=== ASSIGNED TASK ===
One line at a time, check the entries below for the word "trace", and copy each line that has it.

=== INFORMATION SHOWN ===
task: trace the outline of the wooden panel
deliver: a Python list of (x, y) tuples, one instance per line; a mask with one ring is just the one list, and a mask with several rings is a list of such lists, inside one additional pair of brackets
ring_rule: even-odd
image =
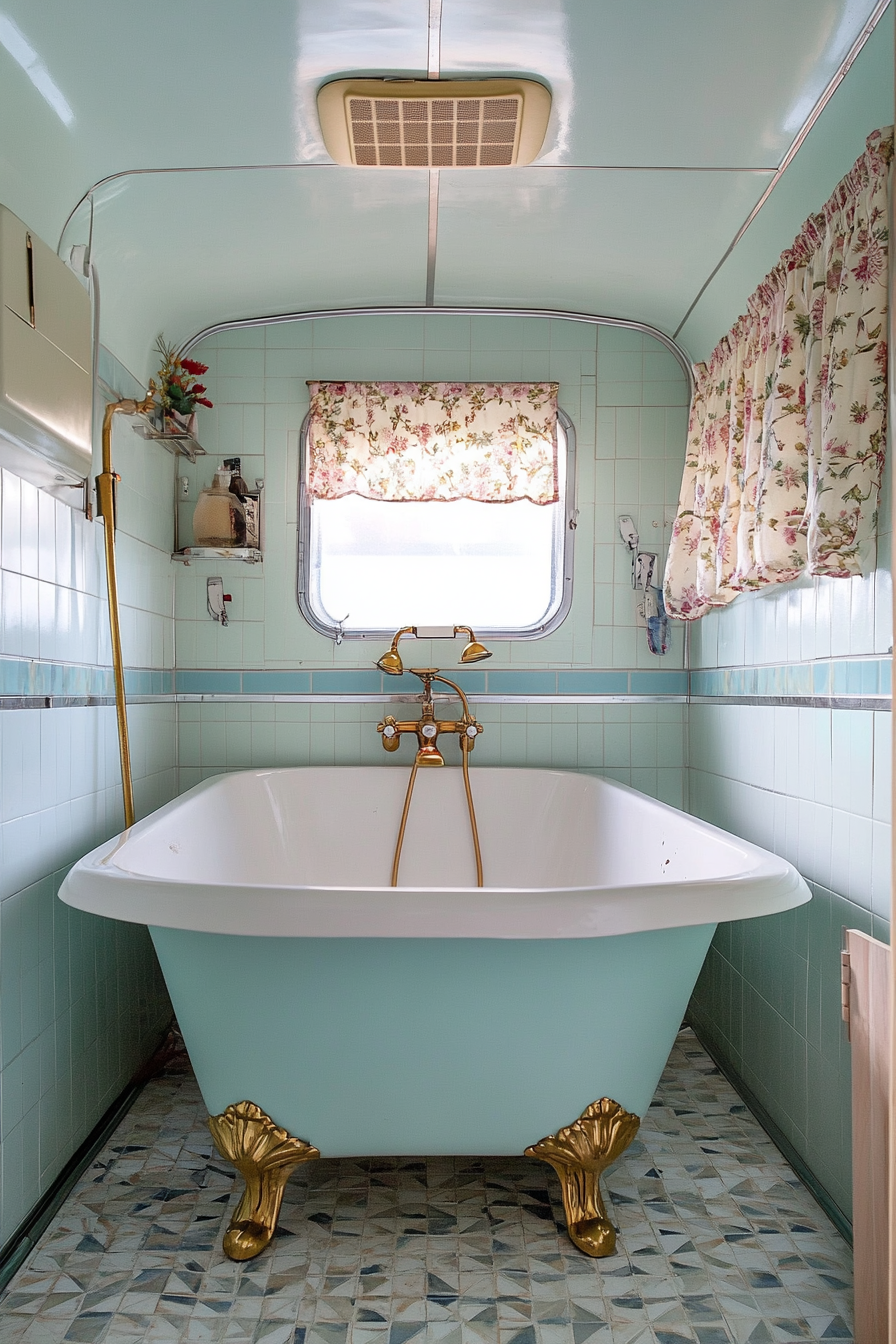
[(890, 949), (846, 930), (852, 1045), (853, 1237), (856, 1344), (888, 1333)]

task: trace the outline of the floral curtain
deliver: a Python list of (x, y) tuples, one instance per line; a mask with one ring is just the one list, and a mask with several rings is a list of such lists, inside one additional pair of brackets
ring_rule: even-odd
[(557, 383), (309, 382), (315, 499), (552, 504)]
[(887, 405), (887, 168), (875, 131), (696, 367), (670, 615), (802, 573), (859, 574), (877, 529)]

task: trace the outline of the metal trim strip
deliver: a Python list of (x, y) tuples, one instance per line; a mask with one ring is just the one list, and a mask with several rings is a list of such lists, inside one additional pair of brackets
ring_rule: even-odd
[[(436, 695), (436, 701), (456, 702), (456, 695)], [(296, 705), (419, 705), (420, 695), (388, 692), (358, 692), (342, 695), (338, 691), (322, 691), (317, 695), (297, 691), (266, 695), (263, 692), (241, 695), (238, 691), (178, 691), (171, 699), (178, 704), (296, 704)], [(686, 695), (477, 695), (467, 694), (471, 705), (686, 705)]]
[[(129, 695), (129, 705), (164, 705), (173, 703), (174, 692), (160, 695)], [(4, 709), (107, 709), (114, 707), (114, 695), (0, 695), (0, 710)]]
[(692, 705), (766, 705), (777, 709), (892, 709), (889, 695), (692, 695)]
[[(435, 697), (451, 702), (455, 695)], [(468, 695), (471, 705), (764, 705), (778, 709), (860, 709), (887, 713), (888, 695)], [(297, 704), (297, 705), (415, 705), (419, 695), (363, 694), (339, 691), (249, 693), (240, 691), (171, 691), (161, 695), (130, 695), (129, 705), (164, 704)], [(113, 695), (0, 695), (4, 709), (105, 709)]]

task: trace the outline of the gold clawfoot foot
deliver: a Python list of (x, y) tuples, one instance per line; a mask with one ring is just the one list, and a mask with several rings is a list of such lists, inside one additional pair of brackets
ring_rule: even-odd
[(618, 1101), (602, 1097), (565, 1129), (526, 1149), (527, 1157), (549, 1162), (560, 1177), (566, 1227), (573, 1245), (586, 1255), (612, 1255), (616, 1229), (607, 1217), (600, 1175), (625, 1152), (641, 1121)]
[(210, 1115), (208, 1127), (218, 1152), (246, 1182), (224, 1233), (224, 1254), (231, 1260), (252, 1260), (274, 1235), (290, 1173), (320, 1153), (280, 1129), (251, 1101), (228, 1106), (223, 1115)]

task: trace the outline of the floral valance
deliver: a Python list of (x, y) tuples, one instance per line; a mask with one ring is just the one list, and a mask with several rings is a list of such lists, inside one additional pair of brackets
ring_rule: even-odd
[(875, 131), (697, 366), (666, 609), (683, 620), (870, 560), (887, 405), (887, 167)]
[(309, 492), (552, 504), (557, 386), (309, 382)]

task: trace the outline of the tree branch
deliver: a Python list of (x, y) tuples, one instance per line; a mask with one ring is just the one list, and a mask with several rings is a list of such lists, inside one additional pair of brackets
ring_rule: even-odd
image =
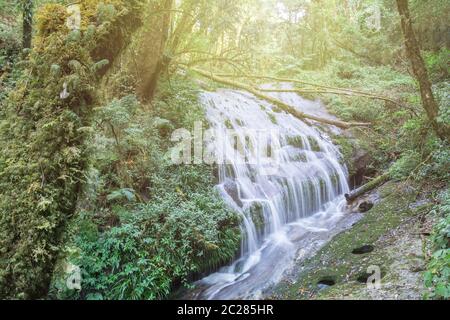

=== EXERCISE SOLUTION ===
task: trace the outline of the wooden panel
task: trace the outline of the floral curtain
task: trace the outline of the metal trim strip
task: trace the outline of the gold clawfoot foot
task: trace the outline of the floral valance
task: trace the outline of the tree branch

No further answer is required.